## begin

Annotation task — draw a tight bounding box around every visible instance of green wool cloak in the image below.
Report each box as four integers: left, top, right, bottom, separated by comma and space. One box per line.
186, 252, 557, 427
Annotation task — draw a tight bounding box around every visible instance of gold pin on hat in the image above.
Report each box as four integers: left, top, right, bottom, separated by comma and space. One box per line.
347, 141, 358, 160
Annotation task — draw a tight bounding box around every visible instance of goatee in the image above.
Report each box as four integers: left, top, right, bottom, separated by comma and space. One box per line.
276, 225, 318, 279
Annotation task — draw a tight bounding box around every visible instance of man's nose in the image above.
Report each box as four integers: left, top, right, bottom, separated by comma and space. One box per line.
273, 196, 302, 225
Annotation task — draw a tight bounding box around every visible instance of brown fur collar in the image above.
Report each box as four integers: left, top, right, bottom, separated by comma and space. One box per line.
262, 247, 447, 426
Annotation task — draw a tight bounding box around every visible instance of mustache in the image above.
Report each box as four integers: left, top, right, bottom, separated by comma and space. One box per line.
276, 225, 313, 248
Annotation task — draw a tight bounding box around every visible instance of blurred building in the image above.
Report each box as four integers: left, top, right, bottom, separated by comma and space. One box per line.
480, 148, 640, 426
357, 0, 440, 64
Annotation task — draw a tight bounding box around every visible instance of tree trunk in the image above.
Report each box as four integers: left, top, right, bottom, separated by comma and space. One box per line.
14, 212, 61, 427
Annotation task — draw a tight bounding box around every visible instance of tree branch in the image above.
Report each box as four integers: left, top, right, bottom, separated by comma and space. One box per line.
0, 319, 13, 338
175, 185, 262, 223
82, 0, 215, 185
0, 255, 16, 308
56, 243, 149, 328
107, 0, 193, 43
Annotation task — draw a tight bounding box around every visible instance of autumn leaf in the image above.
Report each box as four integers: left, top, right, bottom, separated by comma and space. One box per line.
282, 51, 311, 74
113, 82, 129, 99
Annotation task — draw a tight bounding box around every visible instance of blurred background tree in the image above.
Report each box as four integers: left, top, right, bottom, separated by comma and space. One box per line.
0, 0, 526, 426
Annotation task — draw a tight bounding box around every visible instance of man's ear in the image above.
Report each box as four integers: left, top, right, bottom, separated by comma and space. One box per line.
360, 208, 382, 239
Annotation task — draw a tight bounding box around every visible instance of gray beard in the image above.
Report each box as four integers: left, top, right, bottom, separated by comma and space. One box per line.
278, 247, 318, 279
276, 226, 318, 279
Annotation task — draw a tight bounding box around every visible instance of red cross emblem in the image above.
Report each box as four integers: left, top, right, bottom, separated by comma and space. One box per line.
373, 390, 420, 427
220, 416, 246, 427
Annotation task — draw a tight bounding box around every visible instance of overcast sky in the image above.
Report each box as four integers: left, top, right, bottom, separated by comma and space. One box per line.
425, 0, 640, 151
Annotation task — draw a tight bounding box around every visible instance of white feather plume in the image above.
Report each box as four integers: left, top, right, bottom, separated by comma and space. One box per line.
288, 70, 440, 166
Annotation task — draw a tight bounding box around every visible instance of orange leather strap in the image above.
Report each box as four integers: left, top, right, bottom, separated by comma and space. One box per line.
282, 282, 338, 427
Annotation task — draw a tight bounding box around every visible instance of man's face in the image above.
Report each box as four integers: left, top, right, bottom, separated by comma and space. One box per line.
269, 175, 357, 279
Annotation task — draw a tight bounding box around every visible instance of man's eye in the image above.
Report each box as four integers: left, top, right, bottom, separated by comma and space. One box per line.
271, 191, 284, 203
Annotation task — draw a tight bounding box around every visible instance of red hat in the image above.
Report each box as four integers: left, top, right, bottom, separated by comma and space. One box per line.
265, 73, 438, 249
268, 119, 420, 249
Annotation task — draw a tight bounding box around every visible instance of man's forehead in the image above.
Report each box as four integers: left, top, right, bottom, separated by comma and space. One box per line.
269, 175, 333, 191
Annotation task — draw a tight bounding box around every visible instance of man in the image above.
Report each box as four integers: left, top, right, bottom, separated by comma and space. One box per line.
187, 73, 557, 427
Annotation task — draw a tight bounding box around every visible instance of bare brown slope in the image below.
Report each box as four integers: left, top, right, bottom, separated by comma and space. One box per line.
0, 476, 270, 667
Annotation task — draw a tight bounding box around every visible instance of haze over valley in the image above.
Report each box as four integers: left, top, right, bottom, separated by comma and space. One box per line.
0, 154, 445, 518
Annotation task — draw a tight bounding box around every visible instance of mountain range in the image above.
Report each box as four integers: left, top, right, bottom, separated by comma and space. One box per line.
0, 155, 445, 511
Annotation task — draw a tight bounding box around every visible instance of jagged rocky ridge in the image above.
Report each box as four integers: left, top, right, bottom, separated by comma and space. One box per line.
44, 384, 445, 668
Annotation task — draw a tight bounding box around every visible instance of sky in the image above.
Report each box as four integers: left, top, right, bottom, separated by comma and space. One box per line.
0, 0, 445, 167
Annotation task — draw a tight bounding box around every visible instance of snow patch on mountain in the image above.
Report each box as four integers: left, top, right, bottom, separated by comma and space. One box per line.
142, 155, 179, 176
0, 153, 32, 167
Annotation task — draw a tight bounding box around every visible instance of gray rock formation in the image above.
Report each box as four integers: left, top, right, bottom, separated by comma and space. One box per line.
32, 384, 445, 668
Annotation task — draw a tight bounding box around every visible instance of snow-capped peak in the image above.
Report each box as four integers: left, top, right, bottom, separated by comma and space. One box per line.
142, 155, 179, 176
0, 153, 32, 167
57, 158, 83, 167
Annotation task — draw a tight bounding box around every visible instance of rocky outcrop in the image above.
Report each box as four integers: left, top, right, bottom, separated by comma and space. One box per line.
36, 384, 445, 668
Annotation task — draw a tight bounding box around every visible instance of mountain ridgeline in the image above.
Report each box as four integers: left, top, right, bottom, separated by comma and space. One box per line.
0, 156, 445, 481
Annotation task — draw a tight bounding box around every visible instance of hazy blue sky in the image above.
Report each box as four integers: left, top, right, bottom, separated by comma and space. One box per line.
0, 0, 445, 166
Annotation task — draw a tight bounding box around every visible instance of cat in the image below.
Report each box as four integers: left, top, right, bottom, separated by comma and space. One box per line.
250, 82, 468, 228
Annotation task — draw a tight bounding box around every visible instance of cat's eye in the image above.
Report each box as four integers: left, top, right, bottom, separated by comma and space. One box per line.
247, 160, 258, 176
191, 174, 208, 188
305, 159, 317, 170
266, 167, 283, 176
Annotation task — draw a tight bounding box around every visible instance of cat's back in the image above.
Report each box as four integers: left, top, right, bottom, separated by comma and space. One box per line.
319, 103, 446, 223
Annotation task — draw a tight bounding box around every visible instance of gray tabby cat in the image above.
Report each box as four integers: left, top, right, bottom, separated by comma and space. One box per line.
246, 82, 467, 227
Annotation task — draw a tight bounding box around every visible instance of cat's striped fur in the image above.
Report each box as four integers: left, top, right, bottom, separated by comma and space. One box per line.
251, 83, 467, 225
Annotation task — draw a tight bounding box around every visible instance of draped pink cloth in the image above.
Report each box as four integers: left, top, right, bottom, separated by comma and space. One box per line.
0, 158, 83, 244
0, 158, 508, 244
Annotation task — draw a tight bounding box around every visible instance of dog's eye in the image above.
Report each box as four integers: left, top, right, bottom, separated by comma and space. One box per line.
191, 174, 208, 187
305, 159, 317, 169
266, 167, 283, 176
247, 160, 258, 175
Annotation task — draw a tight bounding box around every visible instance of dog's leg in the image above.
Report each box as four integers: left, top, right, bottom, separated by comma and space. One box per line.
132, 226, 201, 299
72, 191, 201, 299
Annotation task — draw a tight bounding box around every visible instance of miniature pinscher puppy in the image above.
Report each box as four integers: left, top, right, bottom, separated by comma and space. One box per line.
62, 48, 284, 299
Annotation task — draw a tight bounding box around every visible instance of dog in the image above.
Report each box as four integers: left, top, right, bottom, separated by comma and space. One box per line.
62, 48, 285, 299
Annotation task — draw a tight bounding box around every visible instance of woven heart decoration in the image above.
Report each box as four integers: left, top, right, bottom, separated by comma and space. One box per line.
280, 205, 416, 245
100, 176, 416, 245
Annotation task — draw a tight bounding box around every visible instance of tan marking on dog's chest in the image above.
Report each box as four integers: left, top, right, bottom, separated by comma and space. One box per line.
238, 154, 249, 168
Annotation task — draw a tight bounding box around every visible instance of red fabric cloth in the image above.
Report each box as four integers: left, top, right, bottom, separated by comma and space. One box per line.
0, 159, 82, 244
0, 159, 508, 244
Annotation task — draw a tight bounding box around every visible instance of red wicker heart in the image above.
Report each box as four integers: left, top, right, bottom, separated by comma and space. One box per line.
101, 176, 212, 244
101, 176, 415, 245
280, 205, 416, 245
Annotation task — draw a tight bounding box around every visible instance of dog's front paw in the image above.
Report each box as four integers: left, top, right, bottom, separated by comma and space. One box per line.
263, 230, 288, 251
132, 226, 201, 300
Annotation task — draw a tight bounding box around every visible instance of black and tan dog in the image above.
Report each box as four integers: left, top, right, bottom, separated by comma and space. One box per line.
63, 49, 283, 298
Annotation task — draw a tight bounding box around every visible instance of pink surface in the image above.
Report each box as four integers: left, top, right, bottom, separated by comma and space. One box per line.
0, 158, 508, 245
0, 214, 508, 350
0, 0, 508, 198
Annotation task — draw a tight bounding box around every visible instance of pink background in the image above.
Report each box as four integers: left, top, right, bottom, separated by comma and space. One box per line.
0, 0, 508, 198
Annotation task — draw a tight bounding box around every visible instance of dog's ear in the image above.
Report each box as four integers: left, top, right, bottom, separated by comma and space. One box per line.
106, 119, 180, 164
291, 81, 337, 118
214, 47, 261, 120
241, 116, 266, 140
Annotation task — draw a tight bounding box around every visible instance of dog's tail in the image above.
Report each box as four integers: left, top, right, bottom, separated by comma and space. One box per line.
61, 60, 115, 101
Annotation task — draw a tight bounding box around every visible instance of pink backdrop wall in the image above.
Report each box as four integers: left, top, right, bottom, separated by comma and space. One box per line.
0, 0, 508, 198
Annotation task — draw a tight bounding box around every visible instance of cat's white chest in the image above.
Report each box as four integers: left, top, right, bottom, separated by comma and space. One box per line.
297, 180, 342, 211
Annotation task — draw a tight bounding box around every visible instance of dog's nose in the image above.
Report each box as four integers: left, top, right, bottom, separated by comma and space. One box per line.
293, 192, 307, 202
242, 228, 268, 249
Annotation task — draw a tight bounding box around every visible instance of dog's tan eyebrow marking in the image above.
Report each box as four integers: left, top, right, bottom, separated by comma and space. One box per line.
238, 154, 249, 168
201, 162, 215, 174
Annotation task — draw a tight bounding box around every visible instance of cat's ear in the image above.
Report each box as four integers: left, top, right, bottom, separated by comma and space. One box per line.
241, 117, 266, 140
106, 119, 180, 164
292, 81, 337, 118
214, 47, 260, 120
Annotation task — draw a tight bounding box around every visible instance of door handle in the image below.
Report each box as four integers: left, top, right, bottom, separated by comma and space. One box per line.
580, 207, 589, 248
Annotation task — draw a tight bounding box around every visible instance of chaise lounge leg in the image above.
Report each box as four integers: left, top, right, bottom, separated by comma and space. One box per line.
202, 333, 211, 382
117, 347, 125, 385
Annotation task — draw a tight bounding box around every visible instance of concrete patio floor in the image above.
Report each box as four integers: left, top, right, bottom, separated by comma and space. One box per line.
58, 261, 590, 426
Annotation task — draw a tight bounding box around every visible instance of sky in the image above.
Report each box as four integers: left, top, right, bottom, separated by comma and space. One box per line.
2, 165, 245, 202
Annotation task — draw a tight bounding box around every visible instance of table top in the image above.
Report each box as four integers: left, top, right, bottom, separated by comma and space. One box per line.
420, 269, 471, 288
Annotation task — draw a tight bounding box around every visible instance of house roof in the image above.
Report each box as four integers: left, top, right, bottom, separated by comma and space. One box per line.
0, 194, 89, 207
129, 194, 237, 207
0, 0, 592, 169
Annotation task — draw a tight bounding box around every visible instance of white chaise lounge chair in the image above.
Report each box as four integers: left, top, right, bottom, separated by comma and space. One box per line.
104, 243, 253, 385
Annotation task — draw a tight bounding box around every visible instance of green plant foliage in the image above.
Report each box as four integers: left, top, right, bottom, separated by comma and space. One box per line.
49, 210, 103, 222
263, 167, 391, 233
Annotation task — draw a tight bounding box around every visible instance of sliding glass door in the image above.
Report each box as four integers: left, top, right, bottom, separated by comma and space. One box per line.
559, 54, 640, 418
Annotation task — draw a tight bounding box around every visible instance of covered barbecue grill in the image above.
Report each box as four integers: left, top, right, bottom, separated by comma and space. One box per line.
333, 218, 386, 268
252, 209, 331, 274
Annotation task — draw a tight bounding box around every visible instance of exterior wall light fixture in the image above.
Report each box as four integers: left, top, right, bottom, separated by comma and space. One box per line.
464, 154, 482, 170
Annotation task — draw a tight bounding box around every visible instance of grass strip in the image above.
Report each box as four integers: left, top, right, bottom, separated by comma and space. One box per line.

## end

Lay out the material above as a JSON list of strings, one string per line, starting with its first line and going on through the line containing "14, 212, 61, 427", including that line. Leave out any blank lines.

-- Written solution --
[
  "Annotation task — draw a tight bounding box around every visible instance of green wool cloak in the image below.",
  "Report each box as four integers: left, top, right, bottom, separated by comma and space. One box per line.",
  "186, 252, 557, 427",
  "Annotation task — draw a tight bounding box around every visible instance of gold pin on hat in the image above.",
  "Report each box as four integers: left, top, right, bottom, separated by comma and space. One box per line.",
  "347, 141, 358, 160",
  "Annotation task — draw a tight bounding box around every visible instance of goatee in the image above.",
  "Report each box as four integers: left, top, right, bottom, separated by comma and space. One box per line.",
  "276, 225, 318, 279",
  "Annotation task — draw a tight bounding box around every visible instance of man's nose in the image above.",
  "Report each box as four integers: left, top, right, bottom, separated by comma and space. One box per line.",
  "273, 196, 302, 225",
  "Annotation task — draw a tight bounding box around every visible instance of brown fur collar in the image above.",
  "Report each box as four integers: left, top, right, bottom, separated by comma and space. One box per line.",
  "262, 247, 447, 426",
  "Annotation task — draw a tight bounding box around every visible instance of mustache in the image above.",
  "Report each box as four integers: left, top, right, bottom, separated by comma and space. One box per line.",
  "276, 225, 313, 248",
  "Annotation task — draw a tight bounding box around every visible instance of blurred building in the image above.",
  "Report each box as four integers: left, top, right, bottom, separated by comma and space. One box per line.",
  "480, 148, 640, 426",
  "357, 0, 440, 64",
  "Annotation task — draw a tight bounding box around every visible instance of tree trunk in the image above.",
  "Report each box as four integers: left, top, right, bottom, separated by comma and space. One box per line.",
  "14, 212, 61, 427"
]